▶ _Task statement_
Your task is to print every entry below exactly as given.

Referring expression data
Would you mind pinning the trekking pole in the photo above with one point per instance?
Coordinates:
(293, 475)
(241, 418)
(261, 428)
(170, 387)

▶ _Solution for this exercise_
Would you mind pinning the trekking pole in the photo above with one point per instance?
Coordinates:
(293, 475)
(241, 418)
(261, 428)
(170, 387)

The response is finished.